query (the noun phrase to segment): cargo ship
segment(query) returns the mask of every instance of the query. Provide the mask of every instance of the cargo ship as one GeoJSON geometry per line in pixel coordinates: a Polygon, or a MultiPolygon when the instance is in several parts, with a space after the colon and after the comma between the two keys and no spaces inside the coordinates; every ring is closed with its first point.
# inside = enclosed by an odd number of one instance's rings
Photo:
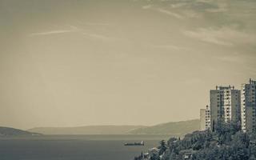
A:
{"type": "Polygon", "coordinates": [[[125,146],[144,146],[144,141],[142,141],[142,142],[133,142],[133,143],[125,143],[125,146]]]}

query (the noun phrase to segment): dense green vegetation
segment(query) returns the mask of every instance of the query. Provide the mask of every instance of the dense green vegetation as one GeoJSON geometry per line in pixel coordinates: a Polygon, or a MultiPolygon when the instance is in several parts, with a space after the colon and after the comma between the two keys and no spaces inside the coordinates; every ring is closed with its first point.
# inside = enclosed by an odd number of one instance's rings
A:
{"type": "Polygon", "coordinates": [[[234,123],[218,122],[214,132],[195,131],[183,139],[160,142],[158,155],[150,160],[256,160],[256,134],[243,133],[234,123]]]}

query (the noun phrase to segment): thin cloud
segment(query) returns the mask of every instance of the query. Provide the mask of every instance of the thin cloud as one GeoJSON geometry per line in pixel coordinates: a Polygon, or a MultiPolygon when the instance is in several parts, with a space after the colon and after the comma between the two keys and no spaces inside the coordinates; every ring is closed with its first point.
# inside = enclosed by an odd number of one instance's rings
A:
{"type": "Polygon", "coordinates": [[[174,17],[174,18],[178,18],[178,19],[183,18],[183,16],[182,16],[182,15],[180,15],[178,14],[174,13],[174,12],[171,12],[171,11],[167,10],[164,10],[164,9],[162,9],[162,8],[158,8],[158,9],[155,9],[155,10],[157,10],[157,11],[158,11],[160,13],[162,13],[162,14],[174,17]]]}
{"type": "Polygon", "coordinates": [[[46,31],[46,32],[33,33],[33,34],[30,34],[30,36],[59,34],[66,34],[66,33],[70,33],[74,31],[75,30],[50,30],[50,31],[46,31]]]}
{"type": "Polygon", "coordinates": [[[104,23],[104,22],[84,22],[86,25],[90,25],[90,26],[110,26],[111,24],[110,23],[104,23]]]}
{"type": "Polygon", "coordinates": [[[183,16],[182,16],[182,15],[180,15],[178,14],[176,14],[174,12],[171,12],[170,10],[165,10],[165,9],[162,9],[162,8],[154,7],[153,5],[146,5],[146,6],[142,6],[142,8],[143,10],[155,10],[155,11],[160,12],[162,14],[165,14],[174,17],[174,18],[178,18],[178,19],[183,18],[183,16]]]}
{"type": "Polygon", "coordinates": [[[144,6],[142,6],[142,8],[144,9],[144,10],[146,10],[146,9],[150,9],[153,6],[153,5],[146,5],[144,6]]]}
{"type": "Polygon", "coordinates": [[[178,46],[174,45],[152,45],[154,48],[165,49],[165,50],[189,50],[186,47],[178,46]]]}
{"type": "Polygon", "coordinates": [[[232,46],[239,44],[255,44],[254,35],[229,27],[198,28],[196,30],[185,30],[186,36],[216,45],[232,46]]]}

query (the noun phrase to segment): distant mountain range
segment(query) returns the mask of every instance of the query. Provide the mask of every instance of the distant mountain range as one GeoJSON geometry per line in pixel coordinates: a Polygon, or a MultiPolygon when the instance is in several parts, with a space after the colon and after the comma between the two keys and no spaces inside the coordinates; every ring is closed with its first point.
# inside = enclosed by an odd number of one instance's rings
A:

******************************

**Problem statement**
Substitute "ridge" for "mountain range" in everything from the line containing "query (the noun phrase to segment): distant" down to the last line, changing nothing else, and give back only those lines.

**Exercise solution**
query (the noun phrase to segment): distant ridge
segment(query) returns the mask of every instance of the query. Provide the mask of every instance of the distant ridge as one GeoJSON geometry per line in pixel coordinates: a Polygon, or a MultiPolygon when the instance is in several parts, with a space after the colon and after the comma between the two keys and no spaces inside the coordinates; every ring is closed with its first point.
# inside = enclosed by an odd number of one instance's rings
A:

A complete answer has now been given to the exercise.